PROBLEM REQUIREMENTS
Each entry must be written out again exactly as it stands.

RECORD SET
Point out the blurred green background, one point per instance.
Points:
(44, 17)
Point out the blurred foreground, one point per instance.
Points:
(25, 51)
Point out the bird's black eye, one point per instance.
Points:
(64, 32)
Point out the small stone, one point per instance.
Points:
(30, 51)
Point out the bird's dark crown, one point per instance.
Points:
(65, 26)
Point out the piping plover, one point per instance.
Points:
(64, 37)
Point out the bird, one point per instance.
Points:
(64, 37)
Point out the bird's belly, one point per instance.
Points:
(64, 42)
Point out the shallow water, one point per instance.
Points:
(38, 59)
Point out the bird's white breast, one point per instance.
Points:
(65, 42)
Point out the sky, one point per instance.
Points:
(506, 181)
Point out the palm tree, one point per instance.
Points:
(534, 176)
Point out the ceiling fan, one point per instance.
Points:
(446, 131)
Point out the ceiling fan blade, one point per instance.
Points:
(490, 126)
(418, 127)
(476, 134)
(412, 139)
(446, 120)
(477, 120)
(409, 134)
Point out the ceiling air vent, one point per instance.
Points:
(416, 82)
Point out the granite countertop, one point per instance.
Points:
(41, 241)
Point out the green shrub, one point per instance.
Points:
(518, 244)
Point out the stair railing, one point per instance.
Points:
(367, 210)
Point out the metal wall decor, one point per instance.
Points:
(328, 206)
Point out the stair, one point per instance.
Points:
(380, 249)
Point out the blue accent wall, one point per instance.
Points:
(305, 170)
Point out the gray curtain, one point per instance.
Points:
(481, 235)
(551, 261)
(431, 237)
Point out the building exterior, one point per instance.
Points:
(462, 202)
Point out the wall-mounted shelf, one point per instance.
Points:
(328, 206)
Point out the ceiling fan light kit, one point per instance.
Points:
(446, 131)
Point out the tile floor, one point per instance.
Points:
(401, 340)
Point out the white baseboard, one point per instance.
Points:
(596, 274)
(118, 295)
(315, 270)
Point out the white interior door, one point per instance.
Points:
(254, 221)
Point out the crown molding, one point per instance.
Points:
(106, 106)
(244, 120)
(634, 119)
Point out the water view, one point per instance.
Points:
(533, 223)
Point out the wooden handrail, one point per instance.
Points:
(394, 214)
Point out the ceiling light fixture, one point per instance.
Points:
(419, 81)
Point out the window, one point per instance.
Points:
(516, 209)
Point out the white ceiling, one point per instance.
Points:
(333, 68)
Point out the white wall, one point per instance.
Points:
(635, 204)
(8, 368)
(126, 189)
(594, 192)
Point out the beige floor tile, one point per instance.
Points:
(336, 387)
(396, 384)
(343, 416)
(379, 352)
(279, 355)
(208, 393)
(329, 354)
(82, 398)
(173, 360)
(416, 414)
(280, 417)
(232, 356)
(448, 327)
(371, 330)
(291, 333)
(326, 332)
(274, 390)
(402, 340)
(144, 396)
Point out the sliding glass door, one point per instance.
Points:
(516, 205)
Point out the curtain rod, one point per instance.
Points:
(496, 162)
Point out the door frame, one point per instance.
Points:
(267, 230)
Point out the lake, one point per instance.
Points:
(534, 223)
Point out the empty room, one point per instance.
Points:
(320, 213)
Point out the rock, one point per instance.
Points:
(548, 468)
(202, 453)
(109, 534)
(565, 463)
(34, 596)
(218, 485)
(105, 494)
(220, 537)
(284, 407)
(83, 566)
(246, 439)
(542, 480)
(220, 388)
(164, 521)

SOLUTION BELOW
Point out the blurred green background, one point per instance.
Points:
(44, 17)
Point out the blurred foreground, one point per instance.
Points:
(25, 51)
Point out the bird's black eye, one point per instance.
Points:
(64, 32)
Point out the small stone, one point per instance.
Points:
(30, 51)
Point out the bird's dark crown, one point per instance.
Points:
(65, 26)
Point out the piping plover, one point per instance.
Points:
(64, 37)
Point out the bird, one point per instance.
Points:
(64, 37)
Point out the bird's belly, one point per instance.
Points:
(64, 42)
Point out the shallow water, one point per instance.
Points:
(38, 59)
Point out the bird's white breast, one point per instance.
Points:
(65, 42)
Point out the sky, one point per instance.
Points:
(506, 181)
Point out the palm tree, one point per instance.
Points:
(534, 176)
Point out the ceiling fan, one point per instance.
Points:
(446, 131)
Point out the ceiling fan blade, one point per instance.
Points:
(490, 126)
(418, 127)
(476, 134)
(412, 139)
(446, 120)
(477, 120)
(409, 134)
Point out the ceiling air vent, one point per instance.
Points:
(416, 82)
Point out the granite countertop, one point per instance.
Points:
(41, 241)
Point out the green shrub, one point per instance.
Points:
(518, 244)
Point out the stair railing, one point per instance.
Points:
(367, 210)
Point out the metal wall decor, one point per instance.
Points:
(328, 206)
Point out the stair, one point per instance.
Points:
(380, 249)
Point out the blue accent wall, one point per instance.
Points:
(305, 170)
Point out the gray curtain, one point per instance.
Points:
(481, 235)
(551, 261)
(431, 237)
Point out the building exterior, one point per instance.
Points:
(462, 202)
Point out the wall-mounted shelf, one point per instance.
Points:
(328, 206)
Point out the ceiling fan light kit, one point per instance.
Points:
(446, 131)
Point out the tile floor, one point per instance.
Points:
(401, 340)
Point out the white baseboard, one point per instance.
Points:
(596, 274)
(118, 295)
(315, 270)
Point out the white interior door, one point per instance.
Points:
(254, 221)
Point out the crown molding, one point per instance.
Points:
(106, 106)
(244, 120)
(634, 119)
Point out the water view, one point per instance.
Points:
(533, 223)
Point out the wooden handrail, one point per instance.
Points:
(394, 214)
Point out the ceiling light fixture, one point per instance.
Points:
(419, 81)
Point out the window, one point per instance.
Points:
(516, 209)
Point out the white ceiling, one point per instance.
Points:
(333, 68)
Point out the white wall, one point per instance.
Points:
(635, 204)
(8, 368)
(126, 189)
(594, 192)
Point out the beige floor tile, one point per instance.
Points:
(336, 387)
(396, 384)
(343, 416)
(379, 352)
(279, 355)
(208, 393)
(329, 354)
(82, 398)
(173, 360)
(416, 414)
(280, 417)
(232, 356)
(448, 327)
(371, 330)
(291, 333)
(326, 332)
(274, 390)
(402, 340)
(144, 396)
Point out the sliding glass door, one point per instance.
Points:
(516, 205)
Point out the curtain rod, one point per instance.
Points:
(496, 162)
Point out the door frame, one point per instance.
Points:
(267, 230)
Point out the lake, one point per instance.
Points:
(534, 223)
Point out the empty room, one point per instance.
Points:
(320, 213)
Point out the rock, one point per instance.
Points:
(548, 468)
(202, 453)
(109, 534)
(565, 463)
(34, 596)
(218, 485)
(105, 494)
(220, 537)
(284, 407)
(83, 566)
(246, 439)
(542, 480)
(220, 388)
(164, 521)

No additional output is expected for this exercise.